• _SOURCE PASSAGE_:
BEGIN
COVID-19 on the Energy Sector: ERERA Chairman Says Oil Increment Affects Costs of Energy Supply for Electricity Companies
By Patience Loum
The Chairperson of the ECOWAS Regional Electricity Regulatory Forum (ERERA) Mr Laurent Kocou Rodrigue Tossou has highlighted the impact of rising oil prices creating an increase in the costs of energy supplies for ECOWAS states and production costs of electricity companies.
“We are faced with rising commodity supply costs and inflation, which affects the competitiveness and growth of our economies. We are also facing strong growth in energy demand with infrastructure and supply that do not always meet the requirements in terms of availability and quality”.
Speaking at the 7th ECOWAS Regional Electricity Regulatory Forum at the Sir Dawda Kairaba Jawara conference in Banjul on 9th November 2022, the chairman said these factors show the inherent and structural difficulties of the current design and development of the electricity sector and power market.
“Providing sufficient energy to meet the requirements of a growing population with rising living standards will require strong commitments by policymakers to energy supply and energy efficiency,” he said.
He said the issue of mobilizing financing for the development of these infrastructures remains insufficient and crucial for States.
“The structural choices implemented in the various countries limit the development of the regional electricity market (disparities in the organization of the sector and the diversity of regulations). Therefore, there is a strong need for harmonization (institutions and regulations) in order to create a coherent, stable and attractive investment framework in the region.
END
• _DATA SHOWN_:
BEGIN
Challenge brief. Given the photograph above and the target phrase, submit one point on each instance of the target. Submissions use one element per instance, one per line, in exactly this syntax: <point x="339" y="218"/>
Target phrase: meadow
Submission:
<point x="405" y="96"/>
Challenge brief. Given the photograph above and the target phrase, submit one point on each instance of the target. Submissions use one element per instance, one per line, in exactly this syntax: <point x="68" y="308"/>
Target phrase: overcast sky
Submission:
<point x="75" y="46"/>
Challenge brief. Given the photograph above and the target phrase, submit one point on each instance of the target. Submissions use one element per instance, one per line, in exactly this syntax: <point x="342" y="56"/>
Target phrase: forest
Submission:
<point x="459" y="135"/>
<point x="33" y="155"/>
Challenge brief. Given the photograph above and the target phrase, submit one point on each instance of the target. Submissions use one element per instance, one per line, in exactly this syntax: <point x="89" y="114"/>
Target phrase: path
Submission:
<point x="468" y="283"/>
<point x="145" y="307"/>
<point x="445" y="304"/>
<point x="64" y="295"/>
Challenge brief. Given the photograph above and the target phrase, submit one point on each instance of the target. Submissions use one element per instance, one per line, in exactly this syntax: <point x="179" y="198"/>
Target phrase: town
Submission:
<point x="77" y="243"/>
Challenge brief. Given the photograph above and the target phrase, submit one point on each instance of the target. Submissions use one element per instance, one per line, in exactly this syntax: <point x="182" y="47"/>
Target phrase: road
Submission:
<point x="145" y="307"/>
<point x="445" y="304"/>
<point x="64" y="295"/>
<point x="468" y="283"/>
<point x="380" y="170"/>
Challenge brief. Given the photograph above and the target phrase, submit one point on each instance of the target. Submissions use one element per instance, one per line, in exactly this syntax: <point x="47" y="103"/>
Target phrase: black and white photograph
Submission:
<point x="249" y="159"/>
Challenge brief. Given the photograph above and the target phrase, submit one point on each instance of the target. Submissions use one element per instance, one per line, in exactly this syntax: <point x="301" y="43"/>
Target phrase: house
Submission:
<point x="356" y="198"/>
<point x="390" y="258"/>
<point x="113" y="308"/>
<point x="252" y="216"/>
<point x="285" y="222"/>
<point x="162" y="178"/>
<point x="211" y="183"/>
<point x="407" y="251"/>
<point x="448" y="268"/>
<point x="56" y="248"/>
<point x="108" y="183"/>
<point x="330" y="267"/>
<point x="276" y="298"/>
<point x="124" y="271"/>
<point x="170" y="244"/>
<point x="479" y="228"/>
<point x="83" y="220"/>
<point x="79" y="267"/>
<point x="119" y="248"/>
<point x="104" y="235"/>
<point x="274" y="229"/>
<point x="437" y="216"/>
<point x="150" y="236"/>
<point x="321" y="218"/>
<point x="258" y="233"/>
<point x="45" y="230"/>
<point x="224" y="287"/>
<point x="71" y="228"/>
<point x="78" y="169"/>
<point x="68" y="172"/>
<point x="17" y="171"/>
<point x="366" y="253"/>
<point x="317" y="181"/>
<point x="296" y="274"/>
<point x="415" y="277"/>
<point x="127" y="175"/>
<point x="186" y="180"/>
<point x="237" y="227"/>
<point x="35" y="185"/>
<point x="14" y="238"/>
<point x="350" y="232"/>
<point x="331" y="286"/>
END
• _WHAT THE TASK ASKS_: Reproduce word for word the part of the ERERA article that opens with the words containing "COVID-19 on the" and closes with "of electricity companies.".

• _OUTPUT OF THE EXERCISE_:
COVID-19 on the Energy Sector: ERERA Chairman Says Oil Increment Affects Costs of Energy Supply for Electricity Companies
By Patience Loum
The Chairperson of the ECOWAS Regional Electricity Regulatory Forum (ERERA) Mr Laurent Kocou Rodrigue Tossou has highlighted the impact of rising oil prices creating an increase in the costs of energy supplies for ECOWAS states and production costs of electricity companies.